■ Stated exercise
Copy out verbatim the lines of the listing below, starting with the line that contains "around the rein." and continuing through the last line of the listing. Return only those lines.

(Detection listing)
══════════════════════════════
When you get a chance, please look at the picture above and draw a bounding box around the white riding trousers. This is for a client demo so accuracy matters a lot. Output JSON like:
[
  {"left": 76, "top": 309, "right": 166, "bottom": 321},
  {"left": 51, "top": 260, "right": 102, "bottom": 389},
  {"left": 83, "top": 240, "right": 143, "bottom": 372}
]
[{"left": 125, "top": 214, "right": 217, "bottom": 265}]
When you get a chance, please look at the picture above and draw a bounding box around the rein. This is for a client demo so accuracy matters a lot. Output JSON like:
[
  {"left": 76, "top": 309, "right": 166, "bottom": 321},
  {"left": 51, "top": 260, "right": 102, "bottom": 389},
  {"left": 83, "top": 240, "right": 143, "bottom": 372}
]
══════════════════════════════
■ Right answer
When you get a chance, please look at the picture above and draw a bounding box around the rein. This is for a client demo so accuracy matters a lot. Output JSON like:
[
  {"left": 76, "top": 309, "right": 166, "bottom": 321},
  {"left": 51, "top": 260, "right": 102, "bottom": 389},
  {"left": 83, "top": 240, "right": 143, "bottom": 372}
]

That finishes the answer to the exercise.